Exercise brief -> Write out, word for word, the stretch of the blog posts below from "First - there" through "indicators and dynamics.".

Source document ->
*****

December 10, 2004

Office Space

Great post on ACT-KM (registration required)about office space by David Week from Assai.

Sample:

Office design issues are often diagnostic indicators of larger organisational or business issues. You can treat office space archaeologically. Archaeologists take a settlement pattern, and a few artefacts, and from that deduce the entire way of life of a city. Office space is much easier -- the people are still there.

Posted by Matt at 09:08 AM | Comments (0)

December 06, 2004

Indicator Species

An example of a negative indicator of trust within an organisation might be the % of emails containing 'bcc" field entries.

Posted by Matt at 06:22 PM | Comments (0)

December 03, 2004

Luke's First Post

OK - I'll have a stab at some broad conceptions of "how to determine the nature of the system we are investigating" in order to get a set of framing references for us to explore.

First - there is an underlying assumption that "the system" can be made to be objective - that the system is a rational and logical construct that can be scientifically tested - that is, an assessment of the system by two separate people will yield the same result. If I see the system as X, then Shawn should see the system as X as well. There's lots of assumptions with this and I think that will be a fertile field of enquiry for us. We require a certain level of adequate knowledge (adequatio) to be able to understand the nature of a system. People who see things in an overly reductionist manner often fail to understand interconnections, symbionts, catalysts, indicators and dynamics.

Given that there is adequate knowledge (a relative concept anyway as knowledge is unlimited), how do we investigate the nature of a system. It is often very hard to understand systems as they cannot be broken down easily, they are too interdependent and hard to define. Today's discussion looked at the possibility of indicators. Ecologists use changes in diversity and abundance of forms of biota (birds, frogs, insects, plants) as indicators of the change to ecosystem. A useful metaphor for organisations would be to examine what could be indicators of the nature of the system. Another fertile area of enquiry.

*****

Given entries ->
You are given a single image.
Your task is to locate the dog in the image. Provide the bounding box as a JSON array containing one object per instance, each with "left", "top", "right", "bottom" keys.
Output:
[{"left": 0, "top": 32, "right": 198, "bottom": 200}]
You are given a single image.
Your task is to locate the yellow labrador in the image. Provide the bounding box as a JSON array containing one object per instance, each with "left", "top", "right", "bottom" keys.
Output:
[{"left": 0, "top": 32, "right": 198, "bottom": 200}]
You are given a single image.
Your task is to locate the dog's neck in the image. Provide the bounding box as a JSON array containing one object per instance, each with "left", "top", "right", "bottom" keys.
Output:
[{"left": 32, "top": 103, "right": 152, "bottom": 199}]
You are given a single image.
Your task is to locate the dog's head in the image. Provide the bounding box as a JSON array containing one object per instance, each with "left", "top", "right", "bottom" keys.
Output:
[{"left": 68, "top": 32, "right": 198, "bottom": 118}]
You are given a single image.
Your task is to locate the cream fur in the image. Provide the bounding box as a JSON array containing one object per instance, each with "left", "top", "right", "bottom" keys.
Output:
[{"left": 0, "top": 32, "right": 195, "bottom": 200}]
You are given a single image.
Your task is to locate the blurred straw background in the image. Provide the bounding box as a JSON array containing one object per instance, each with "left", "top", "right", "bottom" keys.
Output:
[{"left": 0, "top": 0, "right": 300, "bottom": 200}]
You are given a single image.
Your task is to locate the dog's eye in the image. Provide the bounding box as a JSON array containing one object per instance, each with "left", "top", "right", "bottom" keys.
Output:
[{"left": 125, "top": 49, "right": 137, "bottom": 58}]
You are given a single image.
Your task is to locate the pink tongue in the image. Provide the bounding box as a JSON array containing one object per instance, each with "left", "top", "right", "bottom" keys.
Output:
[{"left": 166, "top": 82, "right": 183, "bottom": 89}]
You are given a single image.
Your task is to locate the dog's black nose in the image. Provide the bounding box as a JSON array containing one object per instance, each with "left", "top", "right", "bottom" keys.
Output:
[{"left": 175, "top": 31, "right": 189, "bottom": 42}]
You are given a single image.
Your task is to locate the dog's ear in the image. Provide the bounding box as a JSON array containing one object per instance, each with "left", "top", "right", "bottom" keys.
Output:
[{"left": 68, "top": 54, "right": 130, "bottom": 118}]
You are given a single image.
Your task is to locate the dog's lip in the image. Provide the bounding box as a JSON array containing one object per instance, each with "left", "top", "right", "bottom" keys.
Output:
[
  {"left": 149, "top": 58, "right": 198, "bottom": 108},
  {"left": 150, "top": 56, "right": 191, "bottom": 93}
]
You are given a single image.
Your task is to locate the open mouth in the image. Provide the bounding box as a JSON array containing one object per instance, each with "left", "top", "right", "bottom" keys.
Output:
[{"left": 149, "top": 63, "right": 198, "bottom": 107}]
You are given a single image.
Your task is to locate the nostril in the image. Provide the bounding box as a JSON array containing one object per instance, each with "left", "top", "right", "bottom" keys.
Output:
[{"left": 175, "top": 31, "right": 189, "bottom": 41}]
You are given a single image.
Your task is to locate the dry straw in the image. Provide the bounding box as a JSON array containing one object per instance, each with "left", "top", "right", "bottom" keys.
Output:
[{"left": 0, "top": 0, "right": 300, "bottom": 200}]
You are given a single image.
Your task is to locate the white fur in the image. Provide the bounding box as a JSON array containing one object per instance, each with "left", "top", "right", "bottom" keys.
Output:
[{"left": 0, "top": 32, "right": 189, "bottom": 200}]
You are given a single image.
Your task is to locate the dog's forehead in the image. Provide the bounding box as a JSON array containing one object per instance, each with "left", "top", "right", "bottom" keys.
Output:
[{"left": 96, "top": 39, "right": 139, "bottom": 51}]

*****

Finished task ->
First - there is an underlying assumption that "the system" can be made to be objective - that the system is a rational and logical construct that can be scientifically tested - that is, an assessment of the system by two separate people will yield the same result. If I see the system as X, then Shawn should see the system as X as well. There's lots of assumptions with this and I think that will be a fertile field of enquiry for us. We require a certain level of adequate knowledge (adequatio) to be able to understand the nature of a system. People who see things in an overly reductionist manner often fail to understand interconnections, symbionts, catalysts, indicators and dynamics.